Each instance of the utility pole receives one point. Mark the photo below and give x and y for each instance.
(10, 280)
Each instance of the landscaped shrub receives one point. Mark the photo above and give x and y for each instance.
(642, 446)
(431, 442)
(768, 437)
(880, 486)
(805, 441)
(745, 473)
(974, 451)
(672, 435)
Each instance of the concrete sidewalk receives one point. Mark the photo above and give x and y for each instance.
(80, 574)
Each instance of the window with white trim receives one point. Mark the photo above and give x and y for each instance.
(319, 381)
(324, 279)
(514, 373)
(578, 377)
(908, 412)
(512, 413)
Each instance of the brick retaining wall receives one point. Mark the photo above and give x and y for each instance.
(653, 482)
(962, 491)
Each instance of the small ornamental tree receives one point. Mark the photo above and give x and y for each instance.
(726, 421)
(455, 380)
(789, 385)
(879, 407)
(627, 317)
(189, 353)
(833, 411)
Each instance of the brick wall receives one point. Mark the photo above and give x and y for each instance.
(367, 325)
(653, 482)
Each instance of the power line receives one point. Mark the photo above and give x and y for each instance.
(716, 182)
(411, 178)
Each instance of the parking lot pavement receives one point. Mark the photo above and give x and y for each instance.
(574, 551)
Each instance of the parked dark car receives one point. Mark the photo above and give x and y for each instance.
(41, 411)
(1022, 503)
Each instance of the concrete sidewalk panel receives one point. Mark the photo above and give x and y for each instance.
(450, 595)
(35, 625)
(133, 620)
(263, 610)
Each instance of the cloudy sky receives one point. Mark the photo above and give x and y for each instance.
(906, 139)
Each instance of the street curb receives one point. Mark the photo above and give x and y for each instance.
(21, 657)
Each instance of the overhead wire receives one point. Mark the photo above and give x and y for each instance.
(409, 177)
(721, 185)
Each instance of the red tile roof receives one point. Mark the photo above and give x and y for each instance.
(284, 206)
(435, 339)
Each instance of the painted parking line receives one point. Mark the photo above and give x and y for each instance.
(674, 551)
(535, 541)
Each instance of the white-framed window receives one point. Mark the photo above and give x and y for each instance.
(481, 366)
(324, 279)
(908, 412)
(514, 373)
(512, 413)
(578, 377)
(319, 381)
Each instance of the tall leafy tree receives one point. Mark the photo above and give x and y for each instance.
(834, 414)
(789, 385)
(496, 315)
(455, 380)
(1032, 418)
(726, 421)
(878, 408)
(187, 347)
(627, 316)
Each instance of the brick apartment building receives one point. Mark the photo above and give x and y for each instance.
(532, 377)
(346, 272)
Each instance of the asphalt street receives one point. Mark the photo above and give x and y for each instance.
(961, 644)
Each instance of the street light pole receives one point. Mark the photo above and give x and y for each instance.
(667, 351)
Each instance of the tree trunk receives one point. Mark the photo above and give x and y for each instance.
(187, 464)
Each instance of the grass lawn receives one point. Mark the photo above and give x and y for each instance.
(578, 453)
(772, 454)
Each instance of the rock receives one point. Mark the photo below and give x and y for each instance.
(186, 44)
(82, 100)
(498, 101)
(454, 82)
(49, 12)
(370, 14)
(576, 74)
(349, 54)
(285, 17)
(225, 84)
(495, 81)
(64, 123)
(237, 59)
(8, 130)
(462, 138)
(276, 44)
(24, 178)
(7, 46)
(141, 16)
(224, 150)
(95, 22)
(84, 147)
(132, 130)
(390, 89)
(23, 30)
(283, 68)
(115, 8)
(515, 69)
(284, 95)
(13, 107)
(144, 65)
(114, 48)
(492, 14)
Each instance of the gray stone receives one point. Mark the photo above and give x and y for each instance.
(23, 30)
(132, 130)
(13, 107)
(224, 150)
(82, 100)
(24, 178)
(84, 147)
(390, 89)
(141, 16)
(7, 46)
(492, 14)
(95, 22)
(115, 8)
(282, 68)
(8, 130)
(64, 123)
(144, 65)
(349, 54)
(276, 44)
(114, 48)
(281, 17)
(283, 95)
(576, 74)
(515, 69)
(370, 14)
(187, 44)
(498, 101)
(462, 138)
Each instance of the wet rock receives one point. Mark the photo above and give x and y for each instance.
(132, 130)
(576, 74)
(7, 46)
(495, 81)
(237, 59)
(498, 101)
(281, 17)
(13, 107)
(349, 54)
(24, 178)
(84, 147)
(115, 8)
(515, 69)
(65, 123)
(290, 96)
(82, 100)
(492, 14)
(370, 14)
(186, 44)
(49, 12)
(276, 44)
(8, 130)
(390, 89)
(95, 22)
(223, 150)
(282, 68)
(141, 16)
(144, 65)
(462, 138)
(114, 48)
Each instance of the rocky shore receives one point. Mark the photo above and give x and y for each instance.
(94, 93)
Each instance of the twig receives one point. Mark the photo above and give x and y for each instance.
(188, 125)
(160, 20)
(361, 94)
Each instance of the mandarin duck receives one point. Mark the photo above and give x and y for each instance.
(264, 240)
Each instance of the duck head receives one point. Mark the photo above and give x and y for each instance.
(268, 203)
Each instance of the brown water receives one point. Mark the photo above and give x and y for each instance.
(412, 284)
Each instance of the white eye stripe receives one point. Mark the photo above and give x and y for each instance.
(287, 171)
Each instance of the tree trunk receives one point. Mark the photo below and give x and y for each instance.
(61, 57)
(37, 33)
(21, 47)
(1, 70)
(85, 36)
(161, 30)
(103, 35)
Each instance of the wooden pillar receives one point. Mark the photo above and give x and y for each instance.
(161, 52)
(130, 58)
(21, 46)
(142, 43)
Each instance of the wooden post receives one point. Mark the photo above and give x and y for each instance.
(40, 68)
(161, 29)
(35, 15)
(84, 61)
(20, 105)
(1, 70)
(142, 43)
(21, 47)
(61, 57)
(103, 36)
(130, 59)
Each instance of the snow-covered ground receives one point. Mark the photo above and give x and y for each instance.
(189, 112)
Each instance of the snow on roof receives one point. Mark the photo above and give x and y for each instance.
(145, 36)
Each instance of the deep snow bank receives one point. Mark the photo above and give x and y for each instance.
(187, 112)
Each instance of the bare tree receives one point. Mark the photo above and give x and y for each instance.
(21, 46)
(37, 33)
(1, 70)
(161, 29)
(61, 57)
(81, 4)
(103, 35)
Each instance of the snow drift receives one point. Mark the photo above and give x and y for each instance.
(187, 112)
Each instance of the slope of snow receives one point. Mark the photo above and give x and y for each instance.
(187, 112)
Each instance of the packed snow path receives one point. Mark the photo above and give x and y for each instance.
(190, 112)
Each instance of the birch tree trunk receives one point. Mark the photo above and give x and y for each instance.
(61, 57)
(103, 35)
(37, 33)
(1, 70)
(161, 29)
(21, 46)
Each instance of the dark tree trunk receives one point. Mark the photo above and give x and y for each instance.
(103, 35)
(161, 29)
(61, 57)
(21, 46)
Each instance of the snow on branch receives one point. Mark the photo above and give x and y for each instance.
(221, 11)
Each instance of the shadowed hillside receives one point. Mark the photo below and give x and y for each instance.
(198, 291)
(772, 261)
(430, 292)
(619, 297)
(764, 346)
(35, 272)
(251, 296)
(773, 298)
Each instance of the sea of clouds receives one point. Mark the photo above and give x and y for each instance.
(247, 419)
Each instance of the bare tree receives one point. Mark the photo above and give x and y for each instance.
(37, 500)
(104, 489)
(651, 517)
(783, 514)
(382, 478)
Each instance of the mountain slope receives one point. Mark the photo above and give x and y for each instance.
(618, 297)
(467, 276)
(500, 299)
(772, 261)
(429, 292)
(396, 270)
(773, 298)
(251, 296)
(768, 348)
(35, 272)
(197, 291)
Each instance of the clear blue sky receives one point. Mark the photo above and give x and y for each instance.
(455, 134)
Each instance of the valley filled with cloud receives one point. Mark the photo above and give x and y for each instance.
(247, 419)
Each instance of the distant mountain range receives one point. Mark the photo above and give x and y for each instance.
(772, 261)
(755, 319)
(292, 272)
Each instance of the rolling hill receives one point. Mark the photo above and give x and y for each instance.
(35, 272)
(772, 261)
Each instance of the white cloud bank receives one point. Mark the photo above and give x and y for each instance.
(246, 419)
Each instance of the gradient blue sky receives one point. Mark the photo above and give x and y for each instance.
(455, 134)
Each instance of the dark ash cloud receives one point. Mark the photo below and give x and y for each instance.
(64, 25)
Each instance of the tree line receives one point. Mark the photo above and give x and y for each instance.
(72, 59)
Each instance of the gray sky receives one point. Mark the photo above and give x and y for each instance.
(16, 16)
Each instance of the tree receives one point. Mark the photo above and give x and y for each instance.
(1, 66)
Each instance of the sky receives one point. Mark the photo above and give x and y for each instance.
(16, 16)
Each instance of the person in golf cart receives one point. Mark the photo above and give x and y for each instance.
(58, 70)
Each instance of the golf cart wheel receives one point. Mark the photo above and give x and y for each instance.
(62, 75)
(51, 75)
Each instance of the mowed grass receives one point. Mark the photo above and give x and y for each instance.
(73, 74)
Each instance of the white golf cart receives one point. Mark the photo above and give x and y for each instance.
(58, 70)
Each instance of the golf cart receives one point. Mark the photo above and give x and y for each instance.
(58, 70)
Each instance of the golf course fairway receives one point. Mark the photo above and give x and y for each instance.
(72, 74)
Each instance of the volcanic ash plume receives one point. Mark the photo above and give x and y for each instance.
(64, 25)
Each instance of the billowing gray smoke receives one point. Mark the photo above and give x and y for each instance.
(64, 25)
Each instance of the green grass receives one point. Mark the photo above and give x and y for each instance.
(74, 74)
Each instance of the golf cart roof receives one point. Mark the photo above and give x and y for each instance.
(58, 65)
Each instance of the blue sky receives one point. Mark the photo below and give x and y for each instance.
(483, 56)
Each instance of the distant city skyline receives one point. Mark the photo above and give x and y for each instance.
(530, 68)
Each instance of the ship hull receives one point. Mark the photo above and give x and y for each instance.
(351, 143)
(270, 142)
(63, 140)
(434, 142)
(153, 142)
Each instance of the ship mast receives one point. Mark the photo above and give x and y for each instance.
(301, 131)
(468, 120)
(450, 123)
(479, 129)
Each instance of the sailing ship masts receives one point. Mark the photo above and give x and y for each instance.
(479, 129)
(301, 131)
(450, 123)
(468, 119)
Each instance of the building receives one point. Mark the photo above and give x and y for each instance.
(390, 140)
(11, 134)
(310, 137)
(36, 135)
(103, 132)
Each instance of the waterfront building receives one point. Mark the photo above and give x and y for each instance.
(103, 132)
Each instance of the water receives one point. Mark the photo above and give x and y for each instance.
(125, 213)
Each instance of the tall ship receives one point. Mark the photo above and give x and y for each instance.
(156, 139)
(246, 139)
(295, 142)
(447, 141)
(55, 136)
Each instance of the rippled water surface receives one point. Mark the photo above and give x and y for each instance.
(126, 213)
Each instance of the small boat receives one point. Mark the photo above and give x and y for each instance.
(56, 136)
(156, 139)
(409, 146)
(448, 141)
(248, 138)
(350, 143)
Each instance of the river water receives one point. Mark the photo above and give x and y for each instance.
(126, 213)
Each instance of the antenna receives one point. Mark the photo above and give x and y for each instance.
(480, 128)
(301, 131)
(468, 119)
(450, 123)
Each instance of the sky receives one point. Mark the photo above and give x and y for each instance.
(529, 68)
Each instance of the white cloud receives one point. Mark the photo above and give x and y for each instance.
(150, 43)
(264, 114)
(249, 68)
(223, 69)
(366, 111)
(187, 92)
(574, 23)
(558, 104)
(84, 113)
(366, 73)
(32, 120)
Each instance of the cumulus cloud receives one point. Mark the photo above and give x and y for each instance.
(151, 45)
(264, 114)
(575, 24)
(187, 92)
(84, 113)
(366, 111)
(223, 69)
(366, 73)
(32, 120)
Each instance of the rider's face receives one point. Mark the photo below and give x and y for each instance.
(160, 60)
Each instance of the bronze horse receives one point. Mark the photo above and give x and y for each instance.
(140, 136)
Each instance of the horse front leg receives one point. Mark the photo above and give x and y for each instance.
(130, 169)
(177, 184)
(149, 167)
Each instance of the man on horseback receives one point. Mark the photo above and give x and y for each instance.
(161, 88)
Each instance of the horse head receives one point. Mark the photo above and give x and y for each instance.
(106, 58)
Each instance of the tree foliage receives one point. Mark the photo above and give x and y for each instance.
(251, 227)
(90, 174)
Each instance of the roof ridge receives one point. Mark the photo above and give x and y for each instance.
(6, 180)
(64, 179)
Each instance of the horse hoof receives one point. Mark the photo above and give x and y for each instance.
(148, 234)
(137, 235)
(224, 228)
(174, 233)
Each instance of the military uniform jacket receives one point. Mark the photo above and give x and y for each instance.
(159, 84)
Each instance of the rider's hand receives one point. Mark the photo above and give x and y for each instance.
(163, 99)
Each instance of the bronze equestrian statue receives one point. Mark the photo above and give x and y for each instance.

· · ·

> [TASK BRIEF]: From the line with "Each instance of the cumulus" to the last line of the material, give every line again exactly, and only those lines.

> [THE OUTPUT]:
Each instance of the cumulus cloud receives one point. Mark the photo above and give x and y for each instance.
(151, 45)
(264, 114)
(575, 24)
(187, 92)
(84, 113)
(366, 111)
(223, 69)
(366, 73)
(32, 120)
Each instance of the rider's face receives one point. Mark the photo below and give x and y for each instance.
(160, 60)
Each instance of the bronze horse receives one point. Mark the photo above and give x and y for each instance.
(140, 136)
Each instance of the horse front leg receives one point. Mark the photo above and give x and y for each instance.
(130, 169)
(177, 184)
(149, 167)
Each instance of the man on horseback receives one point. Mark the photo above and give x and y for each instance.
(161, 88)
Each instance of the horse head receives one point. Mark the photo above and give x and y for each instance.
(106, 58)
Each instance of the tree foliage receives one point. Mark the photo above and give x and y for each instance.
(251, 227)
(90, 174)
Each instance of the roof ridge receives one point. Mark the photo above and give x and y for each instance.
(6, 180)
(64, 179)
Each instance of the horse hoof receives one point. Mark the photo above and give x and y for each instance.
(148, 234)
(137, 235)
(224, 228)
(174, 233)
Each instance of the military uniform jacket receives one point. Mark the photo above and give x and y for each instance.
(159, 84)
Each instance of the rider's hand receives one point. Mark the photo above and give x and y for each instance.
(163, 99)
Each instance of the bronze equestrian statue receives one point. Mark the photo above and give x and y for each instance.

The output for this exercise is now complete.